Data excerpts
[Start of Attachment]

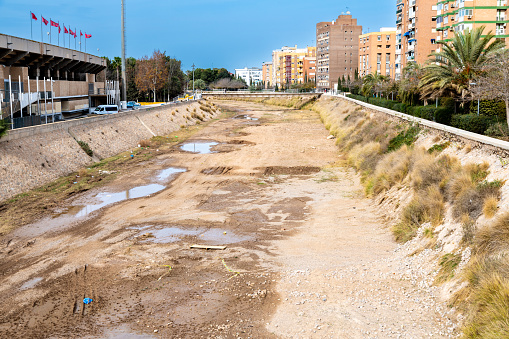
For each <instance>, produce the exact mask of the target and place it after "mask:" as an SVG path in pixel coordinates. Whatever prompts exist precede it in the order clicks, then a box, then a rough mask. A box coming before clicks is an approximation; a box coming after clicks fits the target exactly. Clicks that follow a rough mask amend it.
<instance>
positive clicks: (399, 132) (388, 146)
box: [387, 125, 421, 152]
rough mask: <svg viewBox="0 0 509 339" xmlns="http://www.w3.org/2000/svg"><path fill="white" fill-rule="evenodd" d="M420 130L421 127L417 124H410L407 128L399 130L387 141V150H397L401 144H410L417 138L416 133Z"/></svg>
mask: <svg viewBox="0 0 509 339" xmlns="http://www.w3.org/2000/svg"><path fill="white" fill-rule="evenodd" d="M420 131H421V129H420V128H419V126H418V125H412V126H410V127H408V129H406V130H403V131H401V132H399V133H398V135H396V136H395V137H394V138H392V139H391V140H390V141H389V146H388V148H387V151H388V152H392V151H396V150H398V149H399V148H400V147H401V146H403V145H407V146H410V145H412V144H413V143H414V142H415V140H417V135H418V134H419V132H420Z"/></svg>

[End of Attachment]

◆ **Task statement**: All lines in the records above that contain "instance" are to be reported.

◆ **Solution to this exercise**:
For each <instance>, produce the exact mask of the target and place it after "mask:" as an SVG path in pixel coordinates. Whatever prompts exist precede it in the order clicks, then a box, then a rough mask. A box coming before clicks is an approximation; a box coming after clicks fits the target exactly. Clicks that follow a rough mask amend it.
<instance>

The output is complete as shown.